The Contingency of Philosophers’ Philosophies


In an interview, Josef Mitterer is asked about how approaches to philosophy may vary by whether they provide “an escape from contingency.”

[Ernesto Neto, “SunForceOceanLife” (detail)]

Mitterer’s answer begins with a discussion of the epistemic products of different philosophies but then moves to the contingency of the philosophies themselves:

Why do philosophers advocate the philosophy they do and not another one? They will answer this question by citing the merits of their philosophy and the errors, shortcomings and deficiencies of other philosophies. The response is always a retrospective one: We did not decide as realists, pragmatists, or constructivists which philosophy to study where and with whom. Only in retrospect, long after the decision in favor of the philosophy we defend has been made, do we thank our academic teachers for their influence on our intellectual development. A different university or different teachers might have been sufficient to turn us into transcendental philosophers instead of analytic philosophers, or the converse.

==================================================

--- TASK PROMPT ---
Write out the passage on the contingency of philosophies from "Mitterer’s answer begins" to "or the converse.", keeping every word unchanged. You can leave the rows aside; none of them is needed here.

==================================================

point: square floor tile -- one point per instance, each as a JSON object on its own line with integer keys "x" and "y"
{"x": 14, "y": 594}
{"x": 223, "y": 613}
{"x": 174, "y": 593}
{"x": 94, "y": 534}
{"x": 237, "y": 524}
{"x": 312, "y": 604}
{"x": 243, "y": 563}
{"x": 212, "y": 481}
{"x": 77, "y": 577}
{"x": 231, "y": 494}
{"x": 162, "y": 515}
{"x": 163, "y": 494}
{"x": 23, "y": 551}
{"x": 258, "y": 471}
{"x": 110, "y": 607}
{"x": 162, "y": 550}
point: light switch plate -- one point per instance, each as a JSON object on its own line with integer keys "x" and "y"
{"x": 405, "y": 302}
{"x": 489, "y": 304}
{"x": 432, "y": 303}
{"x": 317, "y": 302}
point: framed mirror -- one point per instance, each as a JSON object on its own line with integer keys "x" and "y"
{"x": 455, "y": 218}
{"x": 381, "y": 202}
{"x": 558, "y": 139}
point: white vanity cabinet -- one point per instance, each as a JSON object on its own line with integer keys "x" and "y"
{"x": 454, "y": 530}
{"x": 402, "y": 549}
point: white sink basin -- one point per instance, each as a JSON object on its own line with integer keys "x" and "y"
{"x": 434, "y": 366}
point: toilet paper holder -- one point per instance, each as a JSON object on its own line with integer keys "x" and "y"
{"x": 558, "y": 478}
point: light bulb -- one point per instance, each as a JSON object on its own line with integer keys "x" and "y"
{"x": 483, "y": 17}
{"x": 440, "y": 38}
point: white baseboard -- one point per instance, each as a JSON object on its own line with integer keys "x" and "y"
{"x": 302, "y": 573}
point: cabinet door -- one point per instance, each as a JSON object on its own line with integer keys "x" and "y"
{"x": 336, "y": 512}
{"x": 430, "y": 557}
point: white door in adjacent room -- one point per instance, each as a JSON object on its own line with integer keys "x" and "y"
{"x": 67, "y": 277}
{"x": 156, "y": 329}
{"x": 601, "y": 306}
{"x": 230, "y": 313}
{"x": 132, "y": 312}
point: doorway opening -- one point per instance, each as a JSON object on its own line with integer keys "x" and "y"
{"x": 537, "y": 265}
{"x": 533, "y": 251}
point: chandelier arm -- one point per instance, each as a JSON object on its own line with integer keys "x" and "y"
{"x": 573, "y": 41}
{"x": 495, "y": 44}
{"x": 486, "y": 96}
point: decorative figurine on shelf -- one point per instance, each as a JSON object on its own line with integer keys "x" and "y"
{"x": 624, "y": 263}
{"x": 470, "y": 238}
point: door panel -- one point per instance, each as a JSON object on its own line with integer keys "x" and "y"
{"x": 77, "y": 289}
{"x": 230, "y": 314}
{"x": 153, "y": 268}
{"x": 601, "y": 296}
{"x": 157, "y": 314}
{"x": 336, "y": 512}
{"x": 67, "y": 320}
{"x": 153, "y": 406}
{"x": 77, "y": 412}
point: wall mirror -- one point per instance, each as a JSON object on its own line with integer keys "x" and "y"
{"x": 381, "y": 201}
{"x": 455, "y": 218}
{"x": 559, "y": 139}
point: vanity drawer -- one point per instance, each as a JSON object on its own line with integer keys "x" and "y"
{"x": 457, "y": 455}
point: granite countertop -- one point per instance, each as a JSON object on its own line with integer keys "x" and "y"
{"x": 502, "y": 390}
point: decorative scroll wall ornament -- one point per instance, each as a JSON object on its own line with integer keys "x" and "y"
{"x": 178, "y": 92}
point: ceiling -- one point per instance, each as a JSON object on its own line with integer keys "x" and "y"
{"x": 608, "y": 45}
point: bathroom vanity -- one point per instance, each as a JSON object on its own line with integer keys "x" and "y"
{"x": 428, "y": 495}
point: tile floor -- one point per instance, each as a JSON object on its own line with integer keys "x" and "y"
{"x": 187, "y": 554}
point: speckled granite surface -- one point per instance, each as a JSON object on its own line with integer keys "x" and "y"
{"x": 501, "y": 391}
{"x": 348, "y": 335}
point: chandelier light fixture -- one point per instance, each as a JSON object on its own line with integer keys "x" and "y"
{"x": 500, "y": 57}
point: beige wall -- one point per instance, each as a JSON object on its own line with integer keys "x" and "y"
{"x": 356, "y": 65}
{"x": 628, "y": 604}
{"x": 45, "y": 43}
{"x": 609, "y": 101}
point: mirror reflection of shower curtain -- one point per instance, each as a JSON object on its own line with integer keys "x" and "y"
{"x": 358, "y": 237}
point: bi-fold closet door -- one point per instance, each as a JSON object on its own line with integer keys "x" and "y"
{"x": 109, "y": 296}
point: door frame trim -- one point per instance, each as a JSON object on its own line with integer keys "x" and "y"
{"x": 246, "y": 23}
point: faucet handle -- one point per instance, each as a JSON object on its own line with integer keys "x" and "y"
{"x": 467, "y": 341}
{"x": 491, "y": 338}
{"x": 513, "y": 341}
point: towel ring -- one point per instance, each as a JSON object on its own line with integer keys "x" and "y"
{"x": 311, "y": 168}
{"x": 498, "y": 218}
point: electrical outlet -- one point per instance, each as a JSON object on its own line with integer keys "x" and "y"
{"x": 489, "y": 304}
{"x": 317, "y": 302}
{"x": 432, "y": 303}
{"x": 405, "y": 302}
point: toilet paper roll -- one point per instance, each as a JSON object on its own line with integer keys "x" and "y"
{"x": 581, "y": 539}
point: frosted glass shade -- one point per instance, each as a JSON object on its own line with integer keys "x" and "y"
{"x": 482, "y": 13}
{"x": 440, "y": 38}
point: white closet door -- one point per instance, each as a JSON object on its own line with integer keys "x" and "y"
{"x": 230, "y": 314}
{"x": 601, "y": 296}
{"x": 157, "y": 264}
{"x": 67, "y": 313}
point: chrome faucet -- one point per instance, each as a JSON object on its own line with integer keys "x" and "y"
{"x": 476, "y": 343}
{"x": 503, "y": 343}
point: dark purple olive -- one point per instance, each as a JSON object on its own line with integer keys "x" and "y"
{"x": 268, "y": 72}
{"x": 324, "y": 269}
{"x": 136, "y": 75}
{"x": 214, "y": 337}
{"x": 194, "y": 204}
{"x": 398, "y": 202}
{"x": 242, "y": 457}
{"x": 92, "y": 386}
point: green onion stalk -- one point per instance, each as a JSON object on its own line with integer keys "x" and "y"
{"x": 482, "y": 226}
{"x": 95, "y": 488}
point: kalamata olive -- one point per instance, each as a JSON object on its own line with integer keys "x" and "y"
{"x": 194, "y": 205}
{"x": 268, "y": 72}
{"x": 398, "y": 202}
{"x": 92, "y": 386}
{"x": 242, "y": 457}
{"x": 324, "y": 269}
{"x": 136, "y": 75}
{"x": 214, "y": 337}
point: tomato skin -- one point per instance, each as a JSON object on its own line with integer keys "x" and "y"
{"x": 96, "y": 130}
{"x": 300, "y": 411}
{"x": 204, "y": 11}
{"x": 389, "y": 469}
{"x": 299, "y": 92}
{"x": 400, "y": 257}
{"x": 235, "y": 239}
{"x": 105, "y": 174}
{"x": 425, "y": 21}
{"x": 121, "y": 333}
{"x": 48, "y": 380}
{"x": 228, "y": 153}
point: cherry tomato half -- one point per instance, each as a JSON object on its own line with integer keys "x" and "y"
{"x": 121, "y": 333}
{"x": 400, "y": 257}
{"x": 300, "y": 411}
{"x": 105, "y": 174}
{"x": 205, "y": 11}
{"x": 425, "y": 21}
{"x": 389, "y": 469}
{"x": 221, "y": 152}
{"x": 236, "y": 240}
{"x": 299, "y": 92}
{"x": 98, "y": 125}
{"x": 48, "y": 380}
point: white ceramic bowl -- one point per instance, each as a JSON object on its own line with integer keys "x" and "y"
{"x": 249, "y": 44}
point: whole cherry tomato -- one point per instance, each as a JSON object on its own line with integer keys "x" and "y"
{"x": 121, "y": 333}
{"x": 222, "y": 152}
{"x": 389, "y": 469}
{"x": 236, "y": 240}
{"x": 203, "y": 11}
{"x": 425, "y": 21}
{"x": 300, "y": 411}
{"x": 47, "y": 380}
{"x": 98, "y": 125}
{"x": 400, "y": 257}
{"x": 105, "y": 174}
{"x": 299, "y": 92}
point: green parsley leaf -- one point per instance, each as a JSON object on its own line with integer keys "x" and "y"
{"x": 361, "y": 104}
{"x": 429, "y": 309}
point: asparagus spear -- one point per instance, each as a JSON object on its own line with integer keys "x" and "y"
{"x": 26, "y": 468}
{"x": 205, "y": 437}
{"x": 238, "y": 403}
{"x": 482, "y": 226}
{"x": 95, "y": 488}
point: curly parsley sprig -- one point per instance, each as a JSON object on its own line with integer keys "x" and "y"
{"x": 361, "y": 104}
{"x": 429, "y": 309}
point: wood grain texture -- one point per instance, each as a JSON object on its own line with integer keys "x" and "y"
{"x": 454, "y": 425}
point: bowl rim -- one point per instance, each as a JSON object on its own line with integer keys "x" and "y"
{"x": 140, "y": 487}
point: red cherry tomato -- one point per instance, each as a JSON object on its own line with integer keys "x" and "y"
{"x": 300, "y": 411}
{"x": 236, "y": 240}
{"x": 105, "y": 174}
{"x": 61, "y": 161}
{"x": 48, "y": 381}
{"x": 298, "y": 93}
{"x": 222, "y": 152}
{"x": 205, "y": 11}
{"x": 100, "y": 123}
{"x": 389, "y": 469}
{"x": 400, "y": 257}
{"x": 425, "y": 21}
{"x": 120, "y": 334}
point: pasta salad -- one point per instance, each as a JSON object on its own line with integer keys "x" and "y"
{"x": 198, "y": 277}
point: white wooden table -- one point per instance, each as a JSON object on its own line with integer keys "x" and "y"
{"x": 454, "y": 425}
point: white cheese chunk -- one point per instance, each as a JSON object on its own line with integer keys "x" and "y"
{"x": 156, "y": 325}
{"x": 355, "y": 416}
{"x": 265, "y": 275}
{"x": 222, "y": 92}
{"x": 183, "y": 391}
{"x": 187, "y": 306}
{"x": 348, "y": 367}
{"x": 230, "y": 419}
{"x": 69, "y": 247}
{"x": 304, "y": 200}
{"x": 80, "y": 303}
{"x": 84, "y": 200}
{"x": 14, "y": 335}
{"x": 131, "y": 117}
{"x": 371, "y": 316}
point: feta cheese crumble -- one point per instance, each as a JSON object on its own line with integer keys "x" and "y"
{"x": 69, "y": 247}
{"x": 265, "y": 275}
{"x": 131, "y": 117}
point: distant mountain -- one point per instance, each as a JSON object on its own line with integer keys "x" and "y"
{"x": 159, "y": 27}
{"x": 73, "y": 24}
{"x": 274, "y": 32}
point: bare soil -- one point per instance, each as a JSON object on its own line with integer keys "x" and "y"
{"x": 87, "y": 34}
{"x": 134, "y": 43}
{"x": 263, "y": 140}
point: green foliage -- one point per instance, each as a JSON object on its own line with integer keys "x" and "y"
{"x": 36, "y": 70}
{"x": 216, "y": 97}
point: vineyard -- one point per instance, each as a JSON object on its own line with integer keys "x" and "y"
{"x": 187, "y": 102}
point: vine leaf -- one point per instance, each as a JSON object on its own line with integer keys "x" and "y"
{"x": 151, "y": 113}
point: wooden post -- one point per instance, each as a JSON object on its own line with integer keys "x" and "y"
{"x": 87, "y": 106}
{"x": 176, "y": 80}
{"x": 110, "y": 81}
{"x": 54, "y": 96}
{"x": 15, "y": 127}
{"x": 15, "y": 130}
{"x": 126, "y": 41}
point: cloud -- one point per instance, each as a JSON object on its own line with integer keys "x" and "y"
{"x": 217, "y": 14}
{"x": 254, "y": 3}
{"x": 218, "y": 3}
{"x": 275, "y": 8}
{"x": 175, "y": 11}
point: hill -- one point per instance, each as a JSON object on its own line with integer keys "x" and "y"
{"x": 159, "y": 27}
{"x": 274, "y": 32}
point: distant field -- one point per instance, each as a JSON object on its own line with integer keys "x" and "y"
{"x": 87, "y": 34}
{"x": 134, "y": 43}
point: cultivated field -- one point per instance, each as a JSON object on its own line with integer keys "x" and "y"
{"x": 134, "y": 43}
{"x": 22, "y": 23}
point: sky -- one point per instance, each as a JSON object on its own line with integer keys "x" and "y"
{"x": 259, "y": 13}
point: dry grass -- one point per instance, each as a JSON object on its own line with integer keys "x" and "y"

==================================================

--- FINISHED ANSWER ---
Mitterer’s answer begins with a discussion of the epistemic products of different philosophies but then moves to the contingency of the philosophies themselves:

Why do philosophers advocate the philosophy they do and not another one? They will answer this question by citing the merits of their philosophy and the errors, shortcomings and deficiencies of other philosophies. The response is always a retrospective one: We did not decide as realists, pragmatists, or constructivists which philosophy to study where and with whom. Only in retrospect, long after the decision in favor of the philosophy we defend has been made, do we thank our academic teachers for their influence on our intellectual development. A different university or different teachers might have been sufficient to turn us into transcendental philosophers instead of analytic philosophers, or the converse.